What you will do. Swap "light wooden table" for "round marble table" in the stretch of rows that opens with the line containing "If you could put a point on the curved" and closes with the line containing "(1032, 264)". Write out only those lines again, leaving everything else in them unchanged.
::: Dataset excerpts
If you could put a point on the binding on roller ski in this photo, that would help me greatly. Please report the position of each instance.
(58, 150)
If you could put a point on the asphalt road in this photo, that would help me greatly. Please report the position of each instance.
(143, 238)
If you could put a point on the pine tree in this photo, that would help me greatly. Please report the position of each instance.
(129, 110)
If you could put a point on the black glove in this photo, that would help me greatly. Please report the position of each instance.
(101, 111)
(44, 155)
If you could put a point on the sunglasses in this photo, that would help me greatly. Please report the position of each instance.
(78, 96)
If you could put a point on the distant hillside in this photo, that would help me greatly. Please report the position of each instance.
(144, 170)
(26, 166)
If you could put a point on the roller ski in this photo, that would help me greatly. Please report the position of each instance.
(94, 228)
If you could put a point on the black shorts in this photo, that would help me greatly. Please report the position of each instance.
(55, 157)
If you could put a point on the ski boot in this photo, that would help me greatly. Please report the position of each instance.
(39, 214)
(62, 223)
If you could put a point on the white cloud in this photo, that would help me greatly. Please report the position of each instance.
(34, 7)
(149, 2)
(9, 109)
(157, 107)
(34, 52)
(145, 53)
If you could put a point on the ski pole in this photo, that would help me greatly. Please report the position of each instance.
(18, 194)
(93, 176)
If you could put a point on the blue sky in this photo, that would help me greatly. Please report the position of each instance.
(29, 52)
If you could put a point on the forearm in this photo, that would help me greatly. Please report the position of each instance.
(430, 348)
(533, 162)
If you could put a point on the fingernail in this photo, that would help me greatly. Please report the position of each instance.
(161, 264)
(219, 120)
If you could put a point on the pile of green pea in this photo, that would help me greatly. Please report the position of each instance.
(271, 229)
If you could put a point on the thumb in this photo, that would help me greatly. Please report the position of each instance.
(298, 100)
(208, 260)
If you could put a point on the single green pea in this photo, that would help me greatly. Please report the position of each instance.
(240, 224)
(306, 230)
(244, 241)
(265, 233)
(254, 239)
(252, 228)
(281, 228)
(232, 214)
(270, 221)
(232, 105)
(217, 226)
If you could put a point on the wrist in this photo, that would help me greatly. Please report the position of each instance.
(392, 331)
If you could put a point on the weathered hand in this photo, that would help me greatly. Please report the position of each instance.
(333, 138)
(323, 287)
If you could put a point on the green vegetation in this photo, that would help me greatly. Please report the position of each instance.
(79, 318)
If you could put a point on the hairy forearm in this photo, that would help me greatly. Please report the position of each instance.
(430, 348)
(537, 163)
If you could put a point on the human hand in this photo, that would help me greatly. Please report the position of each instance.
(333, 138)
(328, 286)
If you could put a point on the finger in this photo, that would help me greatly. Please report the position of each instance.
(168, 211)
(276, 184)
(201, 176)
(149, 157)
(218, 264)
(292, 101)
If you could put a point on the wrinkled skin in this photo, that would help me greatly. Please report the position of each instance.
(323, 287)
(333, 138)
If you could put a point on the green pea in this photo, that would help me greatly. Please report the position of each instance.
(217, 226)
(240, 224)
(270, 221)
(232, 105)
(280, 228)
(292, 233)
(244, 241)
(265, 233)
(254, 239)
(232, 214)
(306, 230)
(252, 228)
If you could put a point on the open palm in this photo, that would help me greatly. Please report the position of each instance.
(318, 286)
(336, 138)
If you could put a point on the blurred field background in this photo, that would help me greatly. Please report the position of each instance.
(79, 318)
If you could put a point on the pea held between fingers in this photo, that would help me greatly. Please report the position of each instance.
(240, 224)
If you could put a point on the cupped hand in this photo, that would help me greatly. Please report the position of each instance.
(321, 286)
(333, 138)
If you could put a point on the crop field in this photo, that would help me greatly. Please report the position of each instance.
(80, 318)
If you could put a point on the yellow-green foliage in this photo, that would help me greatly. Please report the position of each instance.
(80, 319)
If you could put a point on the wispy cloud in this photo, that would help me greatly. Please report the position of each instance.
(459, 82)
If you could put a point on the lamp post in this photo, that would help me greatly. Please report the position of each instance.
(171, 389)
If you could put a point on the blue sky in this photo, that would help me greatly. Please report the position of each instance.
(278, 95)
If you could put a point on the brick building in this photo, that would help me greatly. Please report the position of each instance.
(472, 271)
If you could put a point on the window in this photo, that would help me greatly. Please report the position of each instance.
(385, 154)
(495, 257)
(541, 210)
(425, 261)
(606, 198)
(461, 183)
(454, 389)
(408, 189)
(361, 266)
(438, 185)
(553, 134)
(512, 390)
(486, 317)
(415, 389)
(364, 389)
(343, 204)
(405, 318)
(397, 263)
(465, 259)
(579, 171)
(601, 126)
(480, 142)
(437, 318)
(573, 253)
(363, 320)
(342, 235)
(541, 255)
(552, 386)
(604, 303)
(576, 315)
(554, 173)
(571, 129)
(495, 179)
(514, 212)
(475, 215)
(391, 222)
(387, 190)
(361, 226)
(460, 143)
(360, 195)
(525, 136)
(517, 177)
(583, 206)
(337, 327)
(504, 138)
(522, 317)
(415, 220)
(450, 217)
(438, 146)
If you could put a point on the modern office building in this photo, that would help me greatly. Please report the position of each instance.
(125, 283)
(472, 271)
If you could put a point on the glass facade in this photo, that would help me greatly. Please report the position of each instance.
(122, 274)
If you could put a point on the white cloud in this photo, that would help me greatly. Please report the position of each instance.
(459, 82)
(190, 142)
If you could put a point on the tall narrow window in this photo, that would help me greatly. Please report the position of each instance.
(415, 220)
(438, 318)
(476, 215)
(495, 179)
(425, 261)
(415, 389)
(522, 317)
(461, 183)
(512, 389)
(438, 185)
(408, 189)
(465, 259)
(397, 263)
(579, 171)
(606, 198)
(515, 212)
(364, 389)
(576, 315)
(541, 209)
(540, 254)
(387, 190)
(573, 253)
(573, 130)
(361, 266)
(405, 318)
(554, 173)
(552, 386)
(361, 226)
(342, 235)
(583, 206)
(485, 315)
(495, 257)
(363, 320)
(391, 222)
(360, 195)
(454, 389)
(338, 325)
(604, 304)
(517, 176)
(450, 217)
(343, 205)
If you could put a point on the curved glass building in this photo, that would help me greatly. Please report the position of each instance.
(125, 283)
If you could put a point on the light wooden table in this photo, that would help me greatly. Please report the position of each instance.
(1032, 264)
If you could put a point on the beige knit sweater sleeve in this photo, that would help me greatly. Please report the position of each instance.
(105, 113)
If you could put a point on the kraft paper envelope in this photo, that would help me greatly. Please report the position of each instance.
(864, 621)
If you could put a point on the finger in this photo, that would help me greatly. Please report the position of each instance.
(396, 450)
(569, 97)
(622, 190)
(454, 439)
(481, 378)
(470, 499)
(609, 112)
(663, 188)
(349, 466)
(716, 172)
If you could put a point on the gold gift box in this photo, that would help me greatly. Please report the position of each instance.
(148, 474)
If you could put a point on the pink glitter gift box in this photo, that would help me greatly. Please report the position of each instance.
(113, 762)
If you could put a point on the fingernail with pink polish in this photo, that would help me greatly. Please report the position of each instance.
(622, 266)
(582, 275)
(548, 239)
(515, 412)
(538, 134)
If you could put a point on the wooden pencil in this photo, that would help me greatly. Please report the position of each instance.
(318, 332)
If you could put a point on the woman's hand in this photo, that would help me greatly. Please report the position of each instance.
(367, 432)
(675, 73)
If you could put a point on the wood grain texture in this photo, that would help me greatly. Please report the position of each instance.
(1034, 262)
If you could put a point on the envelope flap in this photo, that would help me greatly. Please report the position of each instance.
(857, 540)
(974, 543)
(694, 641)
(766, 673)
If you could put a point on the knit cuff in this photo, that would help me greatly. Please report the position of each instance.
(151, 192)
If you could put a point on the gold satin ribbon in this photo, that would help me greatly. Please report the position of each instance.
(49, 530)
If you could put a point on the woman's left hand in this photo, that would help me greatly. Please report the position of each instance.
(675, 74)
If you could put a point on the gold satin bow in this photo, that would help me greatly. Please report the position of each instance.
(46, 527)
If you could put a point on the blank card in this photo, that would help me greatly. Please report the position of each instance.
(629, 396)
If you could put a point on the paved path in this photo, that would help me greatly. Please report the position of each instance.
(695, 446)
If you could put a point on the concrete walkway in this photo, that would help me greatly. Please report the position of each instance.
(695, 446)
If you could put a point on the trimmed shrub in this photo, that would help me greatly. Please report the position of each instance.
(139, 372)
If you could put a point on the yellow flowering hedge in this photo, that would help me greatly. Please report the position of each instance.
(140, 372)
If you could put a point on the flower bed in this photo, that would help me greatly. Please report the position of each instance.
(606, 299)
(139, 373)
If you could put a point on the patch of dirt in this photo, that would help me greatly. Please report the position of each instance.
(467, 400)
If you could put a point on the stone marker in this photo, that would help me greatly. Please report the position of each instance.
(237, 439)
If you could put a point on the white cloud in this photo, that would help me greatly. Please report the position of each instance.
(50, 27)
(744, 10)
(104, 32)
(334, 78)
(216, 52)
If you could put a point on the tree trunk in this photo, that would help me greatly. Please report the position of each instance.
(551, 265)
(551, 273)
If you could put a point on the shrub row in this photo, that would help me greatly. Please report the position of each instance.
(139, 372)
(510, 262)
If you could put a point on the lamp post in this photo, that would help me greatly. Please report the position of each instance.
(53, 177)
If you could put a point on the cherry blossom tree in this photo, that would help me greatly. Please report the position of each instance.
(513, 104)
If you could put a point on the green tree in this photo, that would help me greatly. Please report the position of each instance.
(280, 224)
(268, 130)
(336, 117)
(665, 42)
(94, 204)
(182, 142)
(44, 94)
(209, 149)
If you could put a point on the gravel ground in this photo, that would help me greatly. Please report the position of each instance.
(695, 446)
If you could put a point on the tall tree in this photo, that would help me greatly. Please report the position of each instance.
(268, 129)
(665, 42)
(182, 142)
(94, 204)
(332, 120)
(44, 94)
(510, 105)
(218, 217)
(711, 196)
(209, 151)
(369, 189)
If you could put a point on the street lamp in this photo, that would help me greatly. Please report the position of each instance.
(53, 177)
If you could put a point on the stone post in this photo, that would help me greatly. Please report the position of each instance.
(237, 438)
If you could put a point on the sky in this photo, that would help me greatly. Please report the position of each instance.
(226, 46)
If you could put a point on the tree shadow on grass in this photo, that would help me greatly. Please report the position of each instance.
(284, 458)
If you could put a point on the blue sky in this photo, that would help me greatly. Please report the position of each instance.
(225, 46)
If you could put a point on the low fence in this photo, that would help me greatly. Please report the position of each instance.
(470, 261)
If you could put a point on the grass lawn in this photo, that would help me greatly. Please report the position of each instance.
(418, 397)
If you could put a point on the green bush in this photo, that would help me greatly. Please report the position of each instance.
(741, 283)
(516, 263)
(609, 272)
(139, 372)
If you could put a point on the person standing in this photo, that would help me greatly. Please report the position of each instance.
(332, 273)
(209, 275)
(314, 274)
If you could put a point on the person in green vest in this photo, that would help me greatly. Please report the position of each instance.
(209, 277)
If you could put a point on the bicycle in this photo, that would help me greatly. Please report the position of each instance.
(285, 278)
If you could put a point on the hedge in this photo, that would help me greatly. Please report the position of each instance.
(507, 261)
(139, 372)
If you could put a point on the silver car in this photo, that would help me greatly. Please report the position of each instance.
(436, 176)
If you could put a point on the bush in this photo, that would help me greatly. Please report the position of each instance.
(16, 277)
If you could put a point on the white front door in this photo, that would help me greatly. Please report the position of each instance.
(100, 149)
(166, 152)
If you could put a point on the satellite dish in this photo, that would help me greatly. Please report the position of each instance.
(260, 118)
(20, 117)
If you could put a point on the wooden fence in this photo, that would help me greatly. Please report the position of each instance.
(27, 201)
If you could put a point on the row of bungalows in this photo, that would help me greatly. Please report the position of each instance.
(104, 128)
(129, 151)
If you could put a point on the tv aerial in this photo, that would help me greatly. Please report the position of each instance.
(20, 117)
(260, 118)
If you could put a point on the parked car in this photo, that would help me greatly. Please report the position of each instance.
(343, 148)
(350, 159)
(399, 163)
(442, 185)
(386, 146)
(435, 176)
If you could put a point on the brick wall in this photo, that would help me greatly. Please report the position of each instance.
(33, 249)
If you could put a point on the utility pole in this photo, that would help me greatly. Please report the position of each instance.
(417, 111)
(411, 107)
::::::
Final answer.
If you could put a point on the curved glass building in this photo, that would help me greatly. Please report the position of each instance.
(125, 283)
If you could put a point on the round marble table in this photo, that would help me greatly. Please report the position of each instance.
(1032, 264)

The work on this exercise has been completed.